> _TEXT UNDER STUDY_:
++++++++++++++++++++

An Exploratory Study of Bayesian Prompt Optimization for Test-Driven Code Generation with Large Language Models

TL;DR

The paper tackles the problem of generating functionally correct code with LLMs by automating prompt optimization. It introduces BODE-GEN, a Bayesian optimization framework that searches prompt space in a continuous embedding domain via an auxiliary LLM to produce discrete prompts for a base LLM, using random projections and dimensionality-scaled priors to handle high-dimensional embeddings. Through experiments on HumanEval+ across multiple base LLMs, BODE-GEN demonstrates significant gains in code correctness and sample efficiency compared to fixed prompts, CoT, and OPRO. The work highlights concrete prompt-design patterns that correlate with correct code and suggests directions for reducing reliance on test cases while improving prompt optimization for code synthesis.

++++++++++++++++++++

> _RECORDED INFORMATION_:
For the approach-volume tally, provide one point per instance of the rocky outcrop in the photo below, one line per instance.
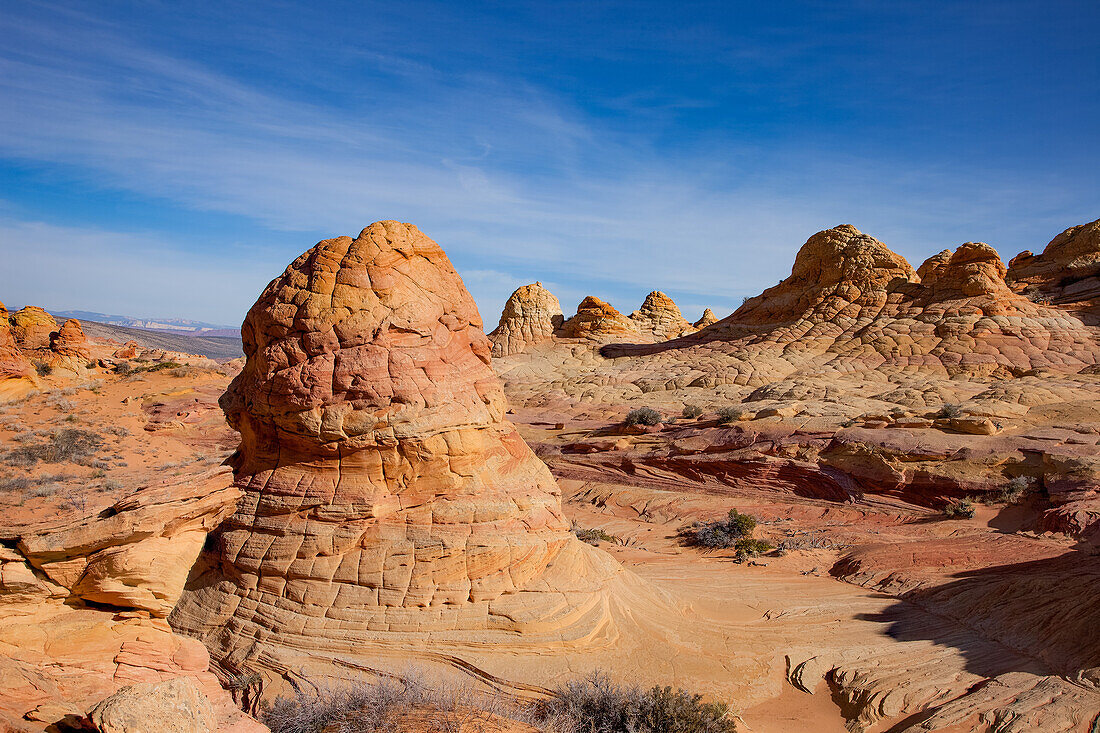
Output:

++++++++++++++++++++

> _LIST OF TASKS_:
a – According to the TL;DR of the Bayesian prompt optimization paper, which benchmark was used for the experiments?
b – In the TL;DR of the Bayesian prompt optimization paper, rewrite the passage from "An Exploratory Study" up to and including "for code synthesis.", putting "the proposed framework" in place of "BODE-GEN".

> _ANSWERS_:
a – HumanEval+

b –
An Exploratory Study of Bayesian Prompt Optimization for Test-Driven Code Generation with Large Language Models

TL;DR

The paper tackles the problem of generating functionally correct code with LLMs by automating prompt optimization. It introduces the proposed framework, a Bayesian optimization framework that searches prompt space in a continuous embedding domain via an auxiliary LLM to produce discrete prompts for a base LLM, using random projections and dimensionality-scaled priors to handle high-dimensional embeddings. Through experiments on HumanEval+ across multiple base LLMs, the proposed framework demonstrates significant gains in code correctness and sample efficiency compared to fixed prompts, CoT, and OPRO. The work highlights concrete prompt-design patterns that correlate with correct code and suggests directions for reducing reliance on test cases while improving prompt optimization for code synthesis.